• [RECORDS PROVIDED]
****************************************
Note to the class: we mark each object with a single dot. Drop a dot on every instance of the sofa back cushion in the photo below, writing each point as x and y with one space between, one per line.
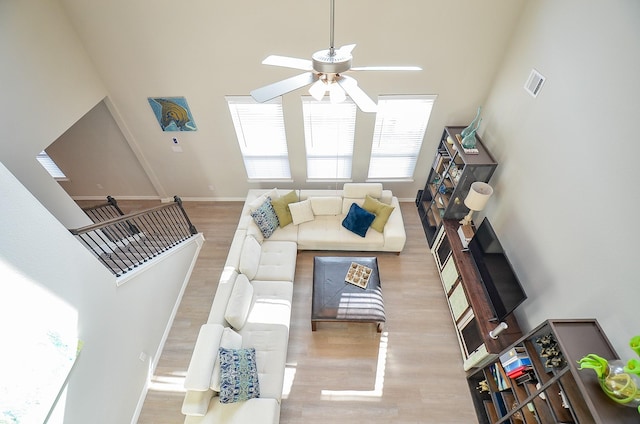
329 205
223 293
360 190
301 212
239 304
250 257
229 340
203 357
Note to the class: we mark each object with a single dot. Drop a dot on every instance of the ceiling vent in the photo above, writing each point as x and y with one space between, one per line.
534 83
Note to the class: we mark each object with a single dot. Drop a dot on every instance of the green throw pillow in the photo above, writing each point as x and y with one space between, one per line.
382 211
281 206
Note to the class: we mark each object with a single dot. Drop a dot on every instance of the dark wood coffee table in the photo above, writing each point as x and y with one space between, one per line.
336 300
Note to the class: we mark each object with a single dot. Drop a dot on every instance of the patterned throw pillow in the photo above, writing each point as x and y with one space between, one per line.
238 375
266 218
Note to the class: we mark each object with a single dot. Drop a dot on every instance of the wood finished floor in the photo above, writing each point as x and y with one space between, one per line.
409 373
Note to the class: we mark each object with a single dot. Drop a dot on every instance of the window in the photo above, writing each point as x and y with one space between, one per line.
51 167
329 131
261 136
401 122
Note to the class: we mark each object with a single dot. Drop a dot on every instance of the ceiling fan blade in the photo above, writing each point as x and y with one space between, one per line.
386 68
279 88
360 98
347 49
288 62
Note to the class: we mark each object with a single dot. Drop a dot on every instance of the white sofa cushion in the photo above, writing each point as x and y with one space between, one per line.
270 342
257 410
277 261
221 299
360 190
239 305
196 402
327 233
203 357
229 340
250 257
301 212
272 303
348 201
326 205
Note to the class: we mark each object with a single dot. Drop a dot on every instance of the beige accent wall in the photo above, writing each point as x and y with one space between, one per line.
566 194
206 50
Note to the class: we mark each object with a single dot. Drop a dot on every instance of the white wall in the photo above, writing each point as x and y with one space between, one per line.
207 50
565 191
49 83
116 324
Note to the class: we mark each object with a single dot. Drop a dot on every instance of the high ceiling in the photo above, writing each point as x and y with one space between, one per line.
204 50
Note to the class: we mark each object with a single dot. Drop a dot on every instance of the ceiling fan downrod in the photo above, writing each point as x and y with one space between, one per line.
331 46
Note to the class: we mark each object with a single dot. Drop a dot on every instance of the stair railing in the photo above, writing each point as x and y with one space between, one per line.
104 211
128 241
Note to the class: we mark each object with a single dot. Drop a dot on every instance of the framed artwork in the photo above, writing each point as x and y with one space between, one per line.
173 113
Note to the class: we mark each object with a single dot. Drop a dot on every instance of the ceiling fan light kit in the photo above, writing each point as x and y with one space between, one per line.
324 72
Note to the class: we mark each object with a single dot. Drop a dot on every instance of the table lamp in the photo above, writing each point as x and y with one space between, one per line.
476 200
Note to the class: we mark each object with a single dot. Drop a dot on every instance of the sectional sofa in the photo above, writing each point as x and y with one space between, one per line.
237 368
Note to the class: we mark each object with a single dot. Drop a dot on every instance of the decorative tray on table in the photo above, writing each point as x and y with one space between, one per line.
358 275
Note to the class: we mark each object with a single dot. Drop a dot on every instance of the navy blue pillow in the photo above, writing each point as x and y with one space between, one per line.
358 220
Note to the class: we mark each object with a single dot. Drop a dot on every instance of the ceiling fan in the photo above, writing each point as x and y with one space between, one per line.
324 72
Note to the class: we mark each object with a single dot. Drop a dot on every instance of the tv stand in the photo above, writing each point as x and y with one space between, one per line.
470 309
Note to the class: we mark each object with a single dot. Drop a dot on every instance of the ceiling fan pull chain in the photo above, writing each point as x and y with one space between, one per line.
331 45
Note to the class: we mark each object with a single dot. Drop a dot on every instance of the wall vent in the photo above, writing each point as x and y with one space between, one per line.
534 83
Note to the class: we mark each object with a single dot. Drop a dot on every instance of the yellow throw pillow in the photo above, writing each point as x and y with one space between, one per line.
281 207
382 211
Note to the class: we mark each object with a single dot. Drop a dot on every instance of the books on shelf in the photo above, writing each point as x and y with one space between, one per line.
515 362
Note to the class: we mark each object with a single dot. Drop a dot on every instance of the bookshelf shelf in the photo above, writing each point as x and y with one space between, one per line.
555 391
450 178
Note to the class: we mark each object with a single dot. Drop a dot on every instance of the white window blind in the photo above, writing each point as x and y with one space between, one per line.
51 167
329 131
261 136
400 125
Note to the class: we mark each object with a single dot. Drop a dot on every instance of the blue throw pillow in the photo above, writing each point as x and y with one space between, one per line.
238 375
358 220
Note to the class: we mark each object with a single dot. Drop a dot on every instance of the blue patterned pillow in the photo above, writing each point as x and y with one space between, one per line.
266 218
358 220
238 375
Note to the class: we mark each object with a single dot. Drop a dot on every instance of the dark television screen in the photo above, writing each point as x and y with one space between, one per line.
496 274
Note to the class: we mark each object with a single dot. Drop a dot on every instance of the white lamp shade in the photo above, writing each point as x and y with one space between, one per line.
478 196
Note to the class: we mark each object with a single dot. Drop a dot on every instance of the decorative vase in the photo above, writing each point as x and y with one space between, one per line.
619 380
473 125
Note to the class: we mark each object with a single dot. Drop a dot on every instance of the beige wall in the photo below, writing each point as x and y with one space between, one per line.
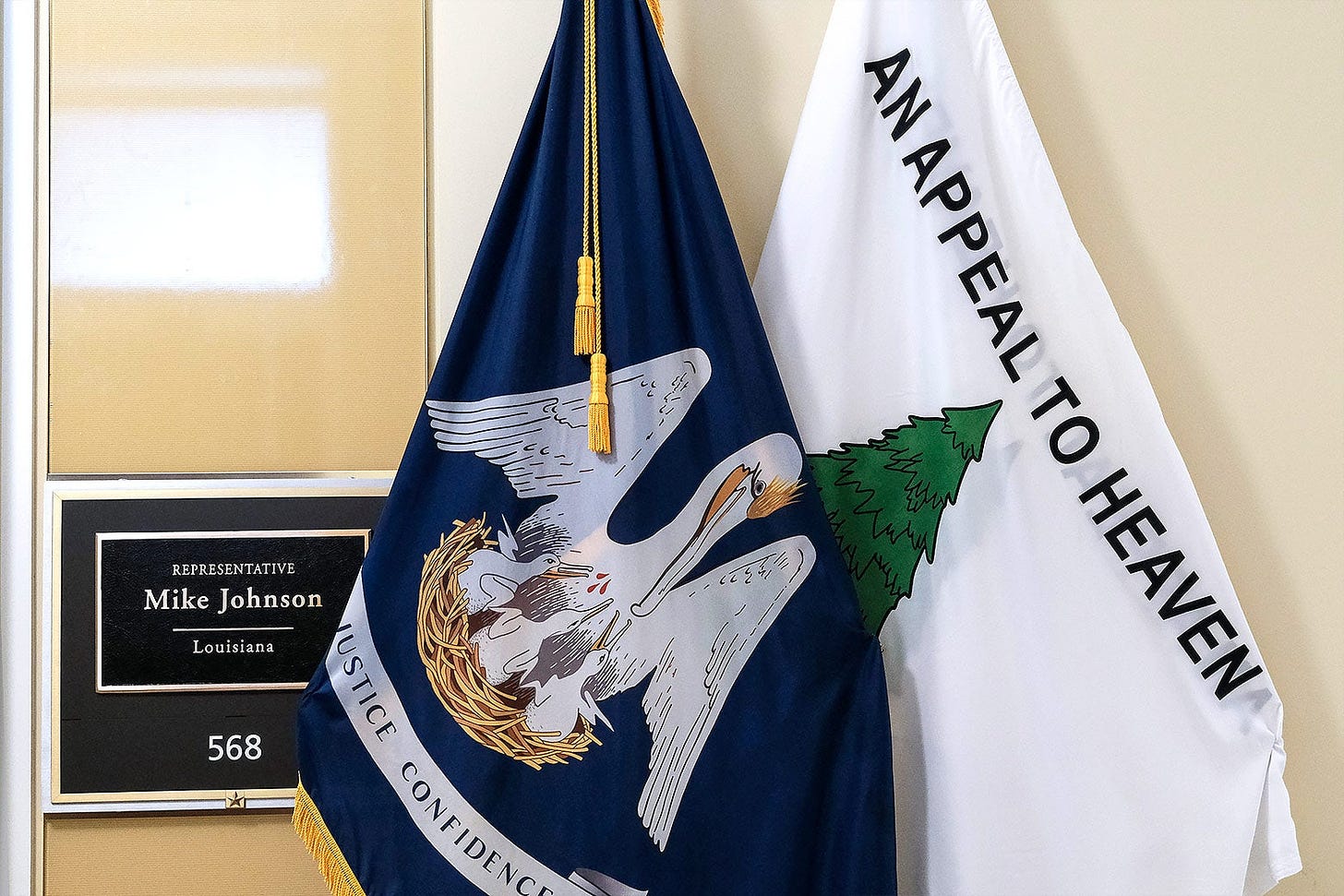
1200 147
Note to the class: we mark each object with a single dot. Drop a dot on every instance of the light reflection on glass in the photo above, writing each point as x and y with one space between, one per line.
190 197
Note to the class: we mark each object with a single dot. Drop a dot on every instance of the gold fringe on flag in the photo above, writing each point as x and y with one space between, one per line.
323 846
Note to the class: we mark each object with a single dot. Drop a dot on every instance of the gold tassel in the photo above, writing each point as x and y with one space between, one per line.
585 311
600 412
330 863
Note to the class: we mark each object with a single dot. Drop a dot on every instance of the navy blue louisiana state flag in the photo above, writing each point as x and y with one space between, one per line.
571 672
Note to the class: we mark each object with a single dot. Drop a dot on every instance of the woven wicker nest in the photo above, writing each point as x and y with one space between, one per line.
492 715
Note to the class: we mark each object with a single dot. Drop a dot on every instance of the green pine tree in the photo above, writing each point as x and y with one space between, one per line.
884 498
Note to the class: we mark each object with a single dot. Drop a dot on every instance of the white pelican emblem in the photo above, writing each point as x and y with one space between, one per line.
526 636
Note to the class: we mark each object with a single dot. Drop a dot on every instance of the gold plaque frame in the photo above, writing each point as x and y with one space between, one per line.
56 492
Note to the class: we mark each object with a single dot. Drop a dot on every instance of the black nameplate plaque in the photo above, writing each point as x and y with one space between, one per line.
141 711
220 610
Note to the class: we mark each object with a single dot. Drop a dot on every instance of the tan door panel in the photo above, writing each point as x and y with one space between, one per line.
238 234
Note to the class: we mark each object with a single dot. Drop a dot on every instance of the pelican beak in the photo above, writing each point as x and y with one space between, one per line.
728 493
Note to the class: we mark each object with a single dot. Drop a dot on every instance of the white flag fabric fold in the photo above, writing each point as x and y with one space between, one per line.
1078 706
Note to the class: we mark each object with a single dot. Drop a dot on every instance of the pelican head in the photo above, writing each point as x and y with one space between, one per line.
750 485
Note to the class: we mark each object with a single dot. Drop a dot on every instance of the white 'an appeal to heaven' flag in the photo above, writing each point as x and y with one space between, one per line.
1078 703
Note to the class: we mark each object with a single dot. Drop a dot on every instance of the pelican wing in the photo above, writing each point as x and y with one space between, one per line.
539 439
715 622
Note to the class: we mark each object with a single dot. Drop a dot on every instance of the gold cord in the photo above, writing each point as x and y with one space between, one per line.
588 309
588 306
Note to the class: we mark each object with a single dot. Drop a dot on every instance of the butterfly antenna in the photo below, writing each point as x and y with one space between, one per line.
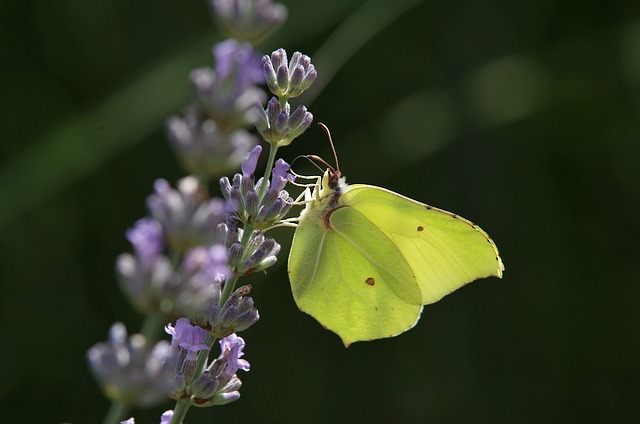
313 158
335 155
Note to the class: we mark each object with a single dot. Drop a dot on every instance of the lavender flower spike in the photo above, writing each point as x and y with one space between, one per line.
287 80
250 161
232 346
280 176
249 20
278 126
187 337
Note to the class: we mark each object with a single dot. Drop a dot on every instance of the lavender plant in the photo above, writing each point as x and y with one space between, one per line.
191 251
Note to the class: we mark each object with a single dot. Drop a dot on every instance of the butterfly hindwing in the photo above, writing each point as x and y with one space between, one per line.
444 250
351 277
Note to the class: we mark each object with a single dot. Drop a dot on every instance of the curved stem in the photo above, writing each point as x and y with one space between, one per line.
180 411
116 413
152 326
267 170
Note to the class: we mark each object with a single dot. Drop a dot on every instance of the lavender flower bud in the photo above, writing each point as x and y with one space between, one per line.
235 254
130 370
278 126
229 92
248 20
165 418
187 340
187 217
263 253
145 283
250 161
237 314
288 80
223 372
204 387
204 149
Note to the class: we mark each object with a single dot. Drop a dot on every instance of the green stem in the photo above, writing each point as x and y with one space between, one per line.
180 411
267 170
152 326
116 413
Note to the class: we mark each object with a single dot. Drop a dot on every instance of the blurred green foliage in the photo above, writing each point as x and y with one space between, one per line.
522 116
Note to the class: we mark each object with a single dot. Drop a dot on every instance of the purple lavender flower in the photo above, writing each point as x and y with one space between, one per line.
232 346
261 213
206 264
248 20
227 94
287 80
204 149
166 417
187 337
219 384
234 57
187 217
250 162
237 314
147 239
131 370
280 176
280 127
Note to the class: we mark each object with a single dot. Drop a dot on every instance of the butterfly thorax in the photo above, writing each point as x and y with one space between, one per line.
325 197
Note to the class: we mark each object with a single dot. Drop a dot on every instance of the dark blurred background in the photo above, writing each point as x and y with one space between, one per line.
521 116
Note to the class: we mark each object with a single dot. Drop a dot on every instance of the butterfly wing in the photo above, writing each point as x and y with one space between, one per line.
444 250
352 278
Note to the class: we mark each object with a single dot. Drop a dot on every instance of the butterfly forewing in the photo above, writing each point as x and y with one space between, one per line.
444 250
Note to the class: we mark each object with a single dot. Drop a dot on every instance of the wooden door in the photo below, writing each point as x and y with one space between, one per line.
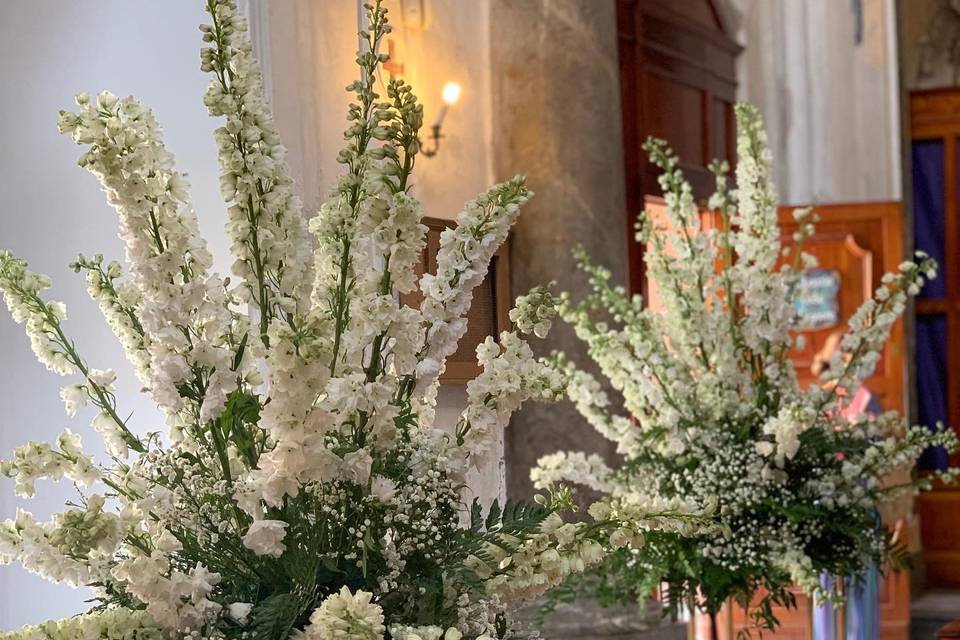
678 83
935 154
855 244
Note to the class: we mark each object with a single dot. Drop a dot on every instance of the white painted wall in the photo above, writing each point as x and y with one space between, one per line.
50 210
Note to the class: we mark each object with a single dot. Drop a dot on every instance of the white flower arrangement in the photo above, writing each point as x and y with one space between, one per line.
303 488
715 414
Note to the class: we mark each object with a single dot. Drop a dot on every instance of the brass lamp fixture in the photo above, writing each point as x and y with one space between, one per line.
450 95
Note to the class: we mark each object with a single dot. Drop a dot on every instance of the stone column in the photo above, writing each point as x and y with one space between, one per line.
556 118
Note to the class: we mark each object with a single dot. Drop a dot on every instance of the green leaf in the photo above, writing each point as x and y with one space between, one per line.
273 618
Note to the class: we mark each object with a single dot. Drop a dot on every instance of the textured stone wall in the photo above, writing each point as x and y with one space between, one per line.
556 118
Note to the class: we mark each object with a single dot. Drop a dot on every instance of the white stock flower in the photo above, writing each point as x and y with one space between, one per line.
347 616
265 537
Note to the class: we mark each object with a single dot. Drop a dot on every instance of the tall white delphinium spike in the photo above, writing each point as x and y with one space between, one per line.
182 307
267 230
21 291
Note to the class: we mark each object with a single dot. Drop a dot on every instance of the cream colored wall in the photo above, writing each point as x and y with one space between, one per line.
311 48
831 105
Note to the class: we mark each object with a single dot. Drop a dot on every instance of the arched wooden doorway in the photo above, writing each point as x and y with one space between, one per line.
677 82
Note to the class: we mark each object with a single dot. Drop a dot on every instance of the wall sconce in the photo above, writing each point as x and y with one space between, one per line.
451 94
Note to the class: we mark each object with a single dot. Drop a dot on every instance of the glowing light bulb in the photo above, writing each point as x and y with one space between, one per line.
451 93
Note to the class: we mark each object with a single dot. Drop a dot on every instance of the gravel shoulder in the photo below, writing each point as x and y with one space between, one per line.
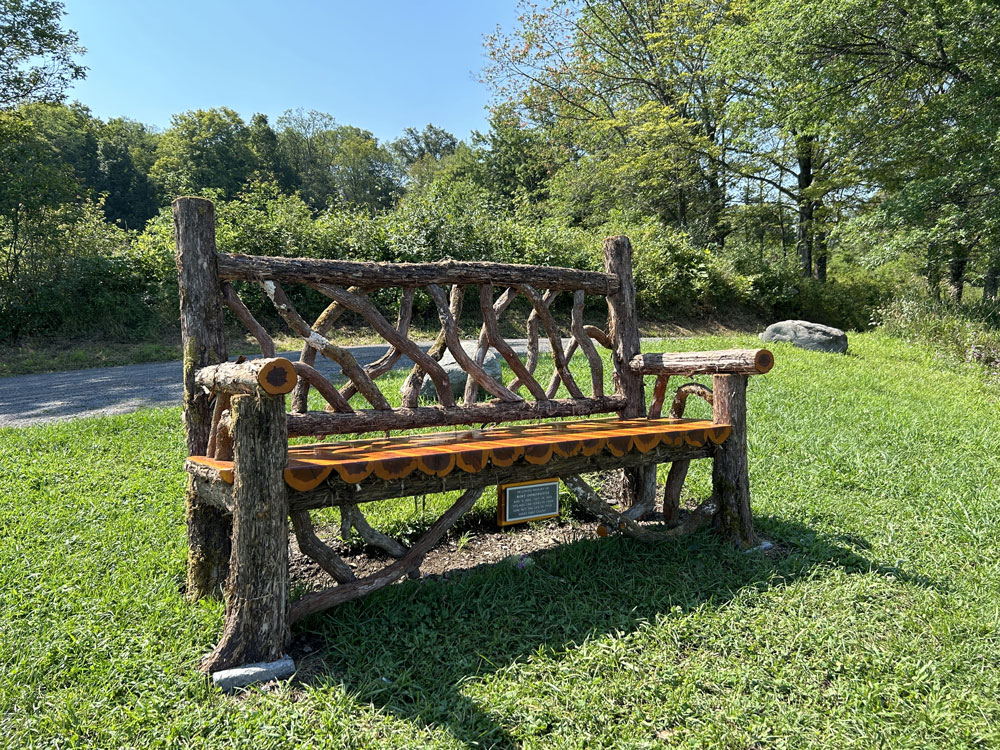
27 400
****************************************
• [WORK TO BE COMPLETED] Output only the lines running from the line with "the wall sconce" through the last line of the entries above, inclusive, with pictures excluded.

• [IN RESPONSE]
Note to the class: we mark each object with a single dot. Drop a dot on every instance of the wall sconce in the photo above, writing each point as x and y with one space between, one per line.
451 94
Note to the class: we mark each object with a single dot. Drop a dot on every instance of the glowing light bulb in the photo above, writing each point as x and y with one space between, one per line.
451 93
Note to the class: we mark each object with a single dot. Drop a dot on every instance of the gravel shoulder in the photo below, writing each point as x and y with one space between, one per line.
27 400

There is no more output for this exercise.